Exercise prompt.
Put the lines below into a numbered list, leaving out any blank lines.

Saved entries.
+-------+
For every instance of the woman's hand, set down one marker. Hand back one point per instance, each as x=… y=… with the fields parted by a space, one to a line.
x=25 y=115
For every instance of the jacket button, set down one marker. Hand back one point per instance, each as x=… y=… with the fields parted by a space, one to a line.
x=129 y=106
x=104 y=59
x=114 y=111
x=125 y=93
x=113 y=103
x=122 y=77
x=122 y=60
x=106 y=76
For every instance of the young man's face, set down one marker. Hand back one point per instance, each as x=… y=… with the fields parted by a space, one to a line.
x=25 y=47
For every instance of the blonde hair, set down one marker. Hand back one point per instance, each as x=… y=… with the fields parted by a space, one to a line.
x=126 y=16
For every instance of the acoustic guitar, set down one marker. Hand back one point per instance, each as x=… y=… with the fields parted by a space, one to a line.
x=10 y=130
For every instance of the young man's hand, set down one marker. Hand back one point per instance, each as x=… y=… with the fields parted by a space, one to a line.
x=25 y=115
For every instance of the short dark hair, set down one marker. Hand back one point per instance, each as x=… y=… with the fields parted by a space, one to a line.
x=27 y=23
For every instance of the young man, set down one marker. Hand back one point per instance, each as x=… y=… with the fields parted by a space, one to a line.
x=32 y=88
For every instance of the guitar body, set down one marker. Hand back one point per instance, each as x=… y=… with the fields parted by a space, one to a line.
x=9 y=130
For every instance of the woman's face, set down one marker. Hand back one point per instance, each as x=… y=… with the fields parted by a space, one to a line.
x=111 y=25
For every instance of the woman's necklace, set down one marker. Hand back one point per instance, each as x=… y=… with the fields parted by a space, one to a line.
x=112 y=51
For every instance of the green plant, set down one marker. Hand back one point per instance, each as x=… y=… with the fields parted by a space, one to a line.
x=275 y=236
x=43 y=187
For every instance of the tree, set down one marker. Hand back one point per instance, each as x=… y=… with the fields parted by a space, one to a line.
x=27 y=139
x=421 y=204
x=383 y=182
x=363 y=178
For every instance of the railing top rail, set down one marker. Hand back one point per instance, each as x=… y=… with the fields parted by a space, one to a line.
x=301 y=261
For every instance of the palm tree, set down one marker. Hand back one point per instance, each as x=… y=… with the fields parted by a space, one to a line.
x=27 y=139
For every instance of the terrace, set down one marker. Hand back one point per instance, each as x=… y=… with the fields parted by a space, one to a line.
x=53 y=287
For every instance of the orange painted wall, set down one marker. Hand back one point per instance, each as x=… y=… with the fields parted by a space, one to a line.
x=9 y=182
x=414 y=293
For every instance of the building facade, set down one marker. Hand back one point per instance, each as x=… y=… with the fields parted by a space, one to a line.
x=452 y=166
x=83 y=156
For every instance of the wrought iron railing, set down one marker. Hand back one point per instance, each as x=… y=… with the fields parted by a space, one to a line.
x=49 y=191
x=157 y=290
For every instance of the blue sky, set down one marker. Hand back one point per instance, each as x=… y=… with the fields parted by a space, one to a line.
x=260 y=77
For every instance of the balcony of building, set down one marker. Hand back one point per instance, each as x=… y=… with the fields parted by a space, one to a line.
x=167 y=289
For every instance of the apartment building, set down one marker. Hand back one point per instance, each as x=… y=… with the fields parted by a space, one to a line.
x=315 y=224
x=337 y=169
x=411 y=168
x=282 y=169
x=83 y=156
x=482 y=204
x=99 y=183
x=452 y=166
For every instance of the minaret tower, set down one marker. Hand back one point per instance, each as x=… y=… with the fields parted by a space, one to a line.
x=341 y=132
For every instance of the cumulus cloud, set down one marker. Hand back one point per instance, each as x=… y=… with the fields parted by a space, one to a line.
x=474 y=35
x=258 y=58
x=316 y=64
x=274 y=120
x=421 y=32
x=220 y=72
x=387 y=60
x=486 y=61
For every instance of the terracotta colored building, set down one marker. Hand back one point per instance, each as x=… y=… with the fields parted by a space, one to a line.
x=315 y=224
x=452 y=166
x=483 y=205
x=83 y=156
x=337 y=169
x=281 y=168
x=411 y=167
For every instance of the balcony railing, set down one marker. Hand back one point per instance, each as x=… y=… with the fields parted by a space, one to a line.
+-------+
Completed exercise.
1. For every instance of the woman's hand, set down one marker. Hand back one point per instance, each as x=… y=… with the fields parted by a space, one to a line.
2. x=25 y=115
3. For every instance of the jacket button, set down one marker. Hand back one point per instance, each as x=… y=… with the fields parted by a space, one to a line.
4. x=129 y=106
5. x=104 y=59
6. x=114 y=111
7. x=125 y=93
8. x=113 y=103
9. x=122 y=77
10. x=122 y=60
11. x=106 y=76
12. For every instance of the young man's face, set down one marker. Hand back one point per instance, each as x=… y=… with the fields parted by a space, one to a line.
13. x=25 y=47
14. For every instance of the blonde hair, set down one marker. Hand back one point per instance, each as x=… y=… with the fields parted by a space, one to a line.
15. x=126 y=16
16. For every instance of the acoustic guitar, set down one marker. Hand back one point per instance, each as x=… y=… with the fields parted by a space, one to a line.
17. x=10 y=130
18. For every instance of the young man's hand, set down one marker. Hand back one point per instance, each as x=… y=… with the fields parted by a space, one to a line.
19. x=25 y=115
20. For every instance of the short dark hair, set down one marker. Hand back one point per instance, each as x=… y=… with the fields parted by a space, one to a line.
21. x=27 y=23
22. For every instance of the young man, set down one marker. Hand back one point per instance, each as x=… y=… with the fields parted by a space, one to a line.
23. x=32 y=88
24. For every instance of the guitar body, set down one marker. Hand back one point per instance, each as x=… y=… with the fields parted by a space, one to a line.
25. x=9 y=130
26. For every instance of the woman's face, set down one marker. Hand back one point per instance, each as x=… y=… with the fields parted by a space, one to a line.
27. x=111 y=25
28. For every instance of the woman's necklace, set down one marker. Hand back one point per instance, each as x=… y=… with the fields parted by a space, one to a line.
29. x=112 y=51
30. For every instance of the green plant, set down one marker. Hand back one point per instance, each as x=… y=… with the fields parted by a space, one to a line.
31. x=275 y=236
32. x=43 y=187
33. For every instance of the tree, set down one marker. Hand back one point per instance, each as x=… y=… with the fields parted by a space, one to a line.
34. x=27 y=139
35. x=421 y=204
36. x=383 y=182
37. x=363 y=178
38. For every instance of the railing top rail, set down one marker. Hand back one point per instance, each as x=… y=… with the fields parted by a space, one to a line.
39. x=301 y=261
40. For every instance of the palm tree, set down one marker. Hand back one point per instance, each as x=… y=… with the fields parted by a space, one to a line.
41. x=27 y=139
42. For every instance of the terrace, set down one marker. Hand back one point per instance, each as x=… y=… with the fields parted by a space, one to a line.
43. x=53 y=287
44. For every instance of the orange painted wall, set down one marker. Hand back one point per instance, each as x=… y=… with the fields parted by a space, one to a line.
45. x=9 y=182
46. x=414 y=293
47. For every instance of the building facade, set down one marker. Hand back one point per instance, each as x=… y=… with the fields parted by a space, one to a line.
48. x=452 y=166
49. x=83 y=156
50. For every instance of the wrought iron railing, set down one marker. Hand back one point per instance, each as x=… y=… with the fields parted by a space, one to a line.
51. x=49 y=191
52. x=157 y=290
53. For every instance of the blue sky, set down one marker. Hand back one point per instance, each as x=… y=… with the fields parted by a space, one to a line.
54. x=260 y=77
55. For every instance of the balcony of building, set down one marker. Hand back one point per instance, each as x=… y=… with the fields parted by a space, one to a line.
56. x=167 y=289
57. For every instance of the apartment building, set down one marker. Hand back one point per instance, each as x=… y=… with the fields parted by a space, one to a line.
58. x=315 y=224
59. x=337 y=169
60. x=411 y=168
61. x=282 y=169
62. x=83 y=156
63. x=482 y=204
64. x=99 y=183
65. x=452 y=166
66. For every instance of the minaret tower, set down one marker. Hand back one point per instance, each as x=… y=… with the fields parted by a space, one to a line.
67. x=341 y=132
68. For every instance of the cumulus cloud, set down one marker. Hand back one point per instance, each as x=… y=… with the fields parted by a space, one to a line.
69. x=474 y=35
70. x=258 y=58
71. x=316 y=64
72. x=274 y=120
73. x=421 y=32
74. x=220 y=72
75. x=387 y=60
76. x=486 y=61
77. For every instance of the terracotta colored building, set down one marker. Hand back one point per instance, each as x=… y=… with the fields parted by a space, one to a line.
78. x=315 y=224
79. x=452 y=166
80. x=483 y=205
81. x=83 y=156
82. x=337 y=169
83. x=281 y=168
84. x=411 y=167
85. For every instance of the balcony railing, set down one marker. Hand back one point per instance, each as x=… y=… with the fields parted by a space, one to a line.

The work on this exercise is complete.